- Aim 1
Answer these questions about the passage on Baird's publication, one per line:
(a) What was Murray's position, according to the passage?
(b) Which proof did Baird examine at the office?
(c) For what purpose did the committee member deliver great numbers of the pamphlet?

- Supplied passage
************
In like manner, you have it proved by Murray, Mr. Crawford's journeyman, that Baird attended at the office during the time the publication was printing--that he examined the first proof, and suggested at least one, if not more corrections.

Again, as to the fact of publication, it is proved by the prisoner's shop-boy, and by the witness who bought a copy at his shop, as also by one of the members of the committee appointed to superintendt he publication, and who delivered great numbers of the pamphlet for the purpose of being sold and distributed, that Baird was the principal hand by whom this publication, be its merits or demerits what they may, was sent out upon the world.

When you consider this body of evidence, therefore, I cannot entertain a doubt that you must be clear that the fact of the publication by Baird is incontrovertibly established.
************
- Aim 2
Extract every line in the rows below that contains the word "door". Case counts.

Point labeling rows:
************
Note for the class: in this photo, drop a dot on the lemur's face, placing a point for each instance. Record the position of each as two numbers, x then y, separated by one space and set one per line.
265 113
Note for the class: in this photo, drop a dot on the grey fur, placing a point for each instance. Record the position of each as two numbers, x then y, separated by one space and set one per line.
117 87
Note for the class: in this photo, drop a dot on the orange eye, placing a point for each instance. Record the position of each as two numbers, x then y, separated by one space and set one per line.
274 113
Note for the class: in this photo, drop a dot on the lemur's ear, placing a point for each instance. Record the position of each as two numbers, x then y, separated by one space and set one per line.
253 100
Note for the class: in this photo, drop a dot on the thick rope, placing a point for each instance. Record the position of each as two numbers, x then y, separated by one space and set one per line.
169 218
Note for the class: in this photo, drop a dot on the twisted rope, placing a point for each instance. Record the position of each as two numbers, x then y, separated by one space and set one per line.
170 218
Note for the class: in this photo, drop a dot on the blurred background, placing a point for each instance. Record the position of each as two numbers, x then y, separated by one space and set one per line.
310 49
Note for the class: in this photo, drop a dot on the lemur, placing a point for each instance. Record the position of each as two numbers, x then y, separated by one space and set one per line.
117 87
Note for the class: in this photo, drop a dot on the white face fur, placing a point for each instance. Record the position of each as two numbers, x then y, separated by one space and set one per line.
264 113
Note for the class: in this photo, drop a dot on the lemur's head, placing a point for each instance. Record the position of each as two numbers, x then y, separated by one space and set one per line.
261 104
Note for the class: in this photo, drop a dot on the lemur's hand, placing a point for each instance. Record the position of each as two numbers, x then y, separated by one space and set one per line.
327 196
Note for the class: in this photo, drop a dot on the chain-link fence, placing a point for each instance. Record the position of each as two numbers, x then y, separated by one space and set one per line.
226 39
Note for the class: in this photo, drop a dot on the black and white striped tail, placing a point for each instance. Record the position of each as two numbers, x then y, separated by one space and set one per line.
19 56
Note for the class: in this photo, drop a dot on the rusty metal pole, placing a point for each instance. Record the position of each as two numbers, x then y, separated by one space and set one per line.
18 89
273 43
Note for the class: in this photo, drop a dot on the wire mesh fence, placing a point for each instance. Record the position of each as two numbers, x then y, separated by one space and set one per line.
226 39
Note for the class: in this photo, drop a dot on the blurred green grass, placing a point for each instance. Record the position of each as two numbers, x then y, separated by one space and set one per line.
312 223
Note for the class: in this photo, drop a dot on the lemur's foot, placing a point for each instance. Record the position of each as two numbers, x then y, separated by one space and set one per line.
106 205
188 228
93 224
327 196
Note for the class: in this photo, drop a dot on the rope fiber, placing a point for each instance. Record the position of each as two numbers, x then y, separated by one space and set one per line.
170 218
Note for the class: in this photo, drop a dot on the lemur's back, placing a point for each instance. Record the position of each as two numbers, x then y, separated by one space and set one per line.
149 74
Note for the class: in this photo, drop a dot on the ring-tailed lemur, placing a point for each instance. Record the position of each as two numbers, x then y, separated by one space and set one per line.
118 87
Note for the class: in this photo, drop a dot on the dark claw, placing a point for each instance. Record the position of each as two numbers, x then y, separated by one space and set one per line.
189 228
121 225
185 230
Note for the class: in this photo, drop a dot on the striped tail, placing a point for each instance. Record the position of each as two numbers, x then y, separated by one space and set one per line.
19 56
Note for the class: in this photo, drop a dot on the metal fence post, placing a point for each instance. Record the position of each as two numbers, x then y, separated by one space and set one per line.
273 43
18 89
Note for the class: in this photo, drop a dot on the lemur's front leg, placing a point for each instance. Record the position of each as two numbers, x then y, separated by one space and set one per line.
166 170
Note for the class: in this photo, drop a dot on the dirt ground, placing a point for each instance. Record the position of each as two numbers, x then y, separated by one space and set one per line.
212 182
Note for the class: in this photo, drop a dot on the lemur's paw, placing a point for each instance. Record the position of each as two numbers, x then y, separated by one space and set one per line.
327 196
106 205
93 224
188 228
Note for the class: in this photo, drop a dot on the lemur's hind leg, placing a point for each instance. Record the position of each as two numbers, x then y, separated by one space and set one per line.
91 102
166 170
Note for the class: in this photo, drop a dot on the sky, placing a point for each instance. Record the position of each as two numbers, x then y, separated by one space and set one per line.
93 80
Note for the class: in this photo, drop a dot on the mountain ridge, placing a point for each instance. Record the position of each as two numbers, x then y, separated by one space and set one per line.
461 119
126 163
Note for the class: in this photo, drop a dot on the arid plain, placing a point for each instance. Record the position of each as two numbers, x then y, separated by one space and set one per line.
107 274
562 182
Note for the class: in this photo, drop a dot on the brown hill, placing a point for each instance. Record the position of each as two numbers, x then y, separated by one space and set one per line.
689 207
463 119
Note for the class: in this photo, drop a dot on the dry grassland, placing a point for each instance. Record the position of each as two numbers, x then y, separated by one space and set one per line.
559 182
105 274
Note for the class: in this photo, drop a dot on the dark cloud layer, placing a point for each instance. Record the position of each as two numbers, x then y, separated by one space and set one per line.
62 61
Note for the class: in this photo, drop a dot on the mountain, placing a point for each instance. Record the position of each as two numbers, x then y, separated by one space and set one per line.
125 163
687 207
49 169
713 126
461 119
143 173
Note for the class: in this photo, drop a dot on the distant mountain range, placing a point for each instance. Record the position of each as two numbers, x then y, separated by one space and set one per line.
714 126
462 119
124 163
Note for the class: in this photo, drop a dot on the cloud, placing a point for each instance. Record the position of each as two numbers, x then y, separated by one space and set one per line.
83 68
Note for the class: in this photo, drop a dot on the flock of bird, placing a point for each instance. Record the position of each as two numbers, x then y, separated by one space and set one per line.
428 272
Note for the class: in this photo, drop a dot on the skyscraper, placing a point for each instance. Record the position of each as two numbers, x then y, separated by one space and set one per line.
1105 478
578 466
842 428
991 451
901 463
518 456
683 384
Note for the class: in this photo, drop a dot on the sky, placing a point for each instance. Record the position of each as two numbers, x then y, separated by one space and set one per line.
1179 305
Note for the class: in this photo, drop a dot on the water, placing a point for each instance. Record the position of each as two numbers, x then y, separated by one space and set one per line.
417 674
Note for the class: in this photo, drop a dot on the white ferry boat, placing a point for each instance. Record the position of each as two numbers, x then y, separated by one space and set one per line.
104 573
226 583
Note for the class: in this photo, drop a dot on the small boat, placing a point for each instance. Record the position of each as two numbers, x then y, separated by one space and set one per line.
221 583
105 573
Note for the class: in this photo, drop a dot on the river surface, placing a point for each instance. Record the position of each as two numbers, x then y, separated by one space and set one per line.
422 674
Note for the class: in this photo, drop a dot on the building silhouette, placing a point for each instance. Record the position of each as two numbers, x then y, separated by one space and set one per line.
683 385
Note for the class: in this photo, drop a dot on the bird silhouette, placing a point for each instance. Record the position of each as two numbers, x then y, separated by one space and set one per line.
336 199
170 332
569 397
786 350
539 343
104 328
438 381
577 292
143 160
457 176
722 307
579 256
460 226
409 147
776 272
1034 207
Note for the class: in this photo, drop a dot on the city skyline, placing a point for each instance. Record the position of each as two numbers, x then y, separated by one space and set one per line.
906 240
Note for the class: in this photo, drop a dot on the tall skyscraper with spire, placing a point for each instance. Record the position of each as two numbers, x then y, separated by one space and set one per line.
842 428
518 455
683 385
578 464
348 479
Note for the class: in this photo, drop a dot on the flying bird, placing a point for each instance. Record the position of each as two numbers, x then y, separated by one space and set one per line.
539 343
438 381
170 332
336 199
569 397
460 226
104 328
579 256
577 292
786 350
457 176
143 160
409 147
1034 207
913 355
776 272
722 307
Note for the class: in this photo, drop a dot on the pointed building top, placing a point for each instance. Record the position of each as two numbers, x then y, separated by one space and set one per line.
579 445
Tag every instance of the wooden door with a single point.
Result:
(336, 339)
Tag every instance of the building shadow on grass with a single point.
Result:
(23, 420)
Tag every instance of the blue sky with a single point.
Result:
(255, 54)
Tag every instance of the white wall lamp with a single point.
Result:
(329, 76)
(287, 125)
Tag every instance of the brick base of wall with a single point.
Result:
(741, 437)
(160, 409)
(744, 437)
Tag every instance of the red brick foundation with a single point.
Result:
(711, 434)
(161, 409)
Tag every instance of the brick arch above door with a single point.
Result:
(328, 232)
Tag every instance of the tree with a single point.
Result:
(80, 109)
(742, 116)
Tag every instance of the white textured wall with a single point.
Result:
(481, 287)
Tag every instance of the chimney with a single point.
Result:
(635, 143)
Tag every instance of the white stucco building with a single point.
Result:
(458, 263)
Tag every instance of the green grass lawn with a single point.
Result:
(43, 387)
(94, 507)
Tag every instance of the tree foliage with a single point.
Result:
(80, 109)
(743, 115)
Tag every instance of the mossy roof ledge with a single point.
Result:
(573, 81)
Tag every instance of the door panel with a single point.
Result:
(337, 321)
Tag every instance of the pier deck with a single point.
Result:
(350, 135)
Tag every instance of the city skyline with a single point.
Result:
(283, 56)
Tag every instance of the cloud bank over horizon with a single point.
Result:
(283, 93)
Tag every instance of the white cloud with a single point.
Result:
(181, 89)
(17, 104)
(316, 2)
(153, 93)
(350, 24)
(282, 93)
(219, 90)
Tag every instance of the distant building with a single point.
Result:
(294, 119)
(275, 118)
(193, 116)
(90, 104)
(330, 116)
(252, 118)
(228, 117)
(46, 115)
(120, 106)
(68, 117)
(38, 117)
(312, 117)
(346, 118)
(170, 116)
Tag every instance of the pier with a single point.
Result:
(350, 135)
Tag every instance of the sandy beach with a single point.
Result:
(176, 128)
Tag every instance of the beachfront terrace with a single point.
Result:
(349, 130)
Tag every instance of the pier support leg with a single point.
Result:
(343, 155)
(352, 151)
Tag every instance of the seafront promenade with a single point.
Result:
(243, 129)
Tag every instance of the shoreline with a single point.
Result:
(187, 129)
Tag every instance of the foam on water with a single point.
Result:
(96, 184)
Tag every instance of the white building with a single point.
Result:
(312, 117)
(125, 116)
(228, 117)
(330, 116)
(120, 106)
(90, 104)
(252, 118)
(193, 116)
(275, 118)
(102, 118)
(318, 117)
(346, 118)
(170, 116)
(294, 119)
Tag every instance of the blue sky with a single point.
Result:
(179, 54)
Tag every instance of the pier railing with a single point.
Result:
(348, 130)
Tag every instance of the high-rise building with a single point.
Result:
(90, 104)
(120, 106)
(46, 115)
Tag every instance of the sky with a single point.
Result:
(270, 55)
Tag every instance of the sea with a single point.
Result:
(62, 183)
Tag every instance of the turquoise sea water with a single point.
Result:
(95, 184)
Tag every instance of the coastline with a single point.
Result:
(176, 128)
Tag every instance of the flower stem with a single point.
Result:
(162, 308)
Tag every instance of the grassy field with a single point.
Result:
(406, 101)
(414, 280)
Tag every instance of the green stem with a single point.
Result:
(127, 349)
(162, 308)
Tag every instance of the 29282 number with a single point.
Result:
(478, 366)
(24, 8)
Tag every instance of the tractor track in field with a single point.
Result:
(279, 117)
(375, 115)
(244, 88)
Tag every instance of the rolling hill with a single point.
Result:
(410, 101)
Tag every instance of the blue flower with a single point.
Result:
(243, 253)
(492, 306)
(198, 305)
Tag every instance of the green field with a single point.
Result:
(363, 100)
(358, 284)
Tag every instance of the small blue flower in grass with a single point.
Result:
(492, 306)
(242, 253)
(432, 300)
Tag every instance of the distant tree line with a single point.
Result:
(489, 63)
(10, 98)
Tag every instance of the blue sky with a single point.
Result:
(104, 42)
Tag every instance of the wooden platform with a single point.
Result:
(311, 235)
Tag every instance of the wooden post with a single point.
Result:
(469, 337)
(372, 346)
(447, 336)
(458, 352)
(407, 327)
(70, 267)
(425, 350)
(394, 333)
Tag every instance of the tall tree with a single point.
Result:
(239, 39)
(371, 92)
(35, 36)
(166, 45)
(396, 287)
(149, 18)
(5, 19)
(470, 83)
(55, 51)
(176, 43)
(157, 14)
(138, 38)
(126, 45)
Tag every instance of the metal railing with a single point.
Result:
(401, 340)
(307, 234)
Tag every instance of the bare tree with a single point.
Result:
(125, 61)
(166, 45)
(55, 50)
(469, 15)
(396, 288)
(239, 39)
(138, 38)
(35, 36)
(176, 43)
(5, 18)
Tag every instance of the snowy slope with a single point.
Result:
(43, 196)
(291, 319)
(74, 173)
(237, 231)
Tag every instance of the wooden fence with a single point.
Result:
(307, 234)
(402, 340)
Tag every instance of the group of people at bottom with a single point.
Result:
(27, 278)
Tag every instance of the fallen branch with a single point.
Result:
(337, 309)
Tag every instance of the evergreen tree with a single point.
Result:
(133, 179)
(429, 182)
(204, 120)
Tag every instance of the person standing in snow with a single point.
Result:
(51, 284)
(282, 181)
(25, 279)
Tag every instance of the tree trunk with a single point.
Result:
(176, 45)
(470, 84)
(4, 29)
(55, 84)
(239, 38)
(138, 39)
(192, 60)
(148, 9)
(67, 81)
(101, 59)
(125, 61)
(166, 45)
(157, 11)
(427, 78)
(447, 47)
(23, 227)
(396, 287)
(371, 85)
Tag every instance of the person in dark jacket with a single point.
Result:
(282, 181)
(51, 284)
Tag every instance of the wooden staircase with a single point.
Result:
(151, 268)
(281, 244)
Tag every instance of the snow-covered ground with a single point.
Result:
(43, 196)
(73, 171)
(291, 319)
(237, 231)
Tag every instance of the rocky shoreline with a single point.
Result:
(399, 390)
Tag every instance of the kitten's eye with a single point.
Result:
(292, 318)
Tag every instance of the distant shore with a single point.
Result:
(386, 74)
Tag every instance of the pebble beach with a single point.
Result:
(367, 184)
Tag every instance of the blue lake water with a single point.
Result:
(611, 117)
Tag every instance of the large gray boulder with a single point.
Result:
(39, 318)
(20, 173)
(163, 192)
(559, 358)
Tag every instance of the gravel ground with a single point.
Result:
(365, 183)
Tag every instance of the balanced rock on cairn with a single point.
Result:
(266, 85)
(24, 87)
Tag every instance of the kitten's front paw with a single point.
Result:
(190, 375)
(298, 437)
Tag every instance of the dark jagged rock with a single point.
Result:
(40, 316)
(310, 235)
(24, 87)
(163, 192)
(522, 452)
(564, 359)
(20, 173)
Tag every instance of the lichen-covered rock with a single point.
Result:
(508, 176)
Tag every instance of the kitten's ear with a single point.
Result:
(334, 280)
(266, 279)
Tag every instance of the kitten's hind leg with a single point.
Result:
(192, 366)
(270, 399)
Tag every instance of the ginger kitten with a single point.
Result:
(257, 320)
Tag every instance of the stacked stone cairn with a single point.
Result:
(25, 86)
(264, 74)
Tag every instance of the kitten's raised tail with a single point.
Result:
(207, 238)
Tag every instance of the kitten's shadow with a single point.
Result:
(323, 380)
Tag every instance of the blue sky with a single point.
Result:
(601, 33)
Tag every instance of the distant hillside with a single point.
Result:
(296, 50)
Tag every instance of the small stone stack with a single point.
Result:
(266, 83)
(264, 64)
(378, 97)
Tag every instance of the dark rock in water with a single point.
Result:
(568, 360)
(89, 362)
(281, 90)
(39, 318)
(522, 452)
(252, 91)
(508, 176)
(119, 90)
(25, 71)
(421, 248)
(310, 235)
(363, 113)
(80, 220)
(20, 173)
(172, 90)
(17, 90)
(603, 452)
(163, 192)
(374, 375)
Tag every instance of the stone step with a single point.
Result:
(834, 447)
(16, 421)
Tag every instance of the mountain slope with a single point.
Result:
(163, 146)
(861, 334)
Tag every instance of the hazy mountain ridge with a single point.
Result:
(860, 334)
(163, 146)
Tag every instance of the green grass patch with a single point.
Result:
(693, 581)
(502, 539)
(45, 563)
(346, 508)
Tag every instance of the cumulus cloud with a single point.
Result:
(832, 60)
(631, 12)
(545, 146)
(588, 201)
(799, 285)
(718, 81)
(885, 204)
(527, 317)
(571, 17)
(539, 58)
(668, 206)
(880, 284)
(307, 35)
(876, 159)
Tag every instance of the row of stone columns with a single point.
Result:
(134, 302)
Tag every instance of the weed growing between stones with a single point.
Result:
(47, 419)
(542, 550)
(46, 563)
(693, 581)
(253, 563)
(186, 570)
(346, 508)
************
- Output 1
(a) He was Mr. Crawford's journeyman.
(b) He examined the first proof.
(c) They were delivered for the purpose of being sold and distributed.

- Output 2
Tag every instance of the wooden door with a single point.
Tag every instance of the brick arch above door with a single point.
Tag every instance of the door panel with a single point.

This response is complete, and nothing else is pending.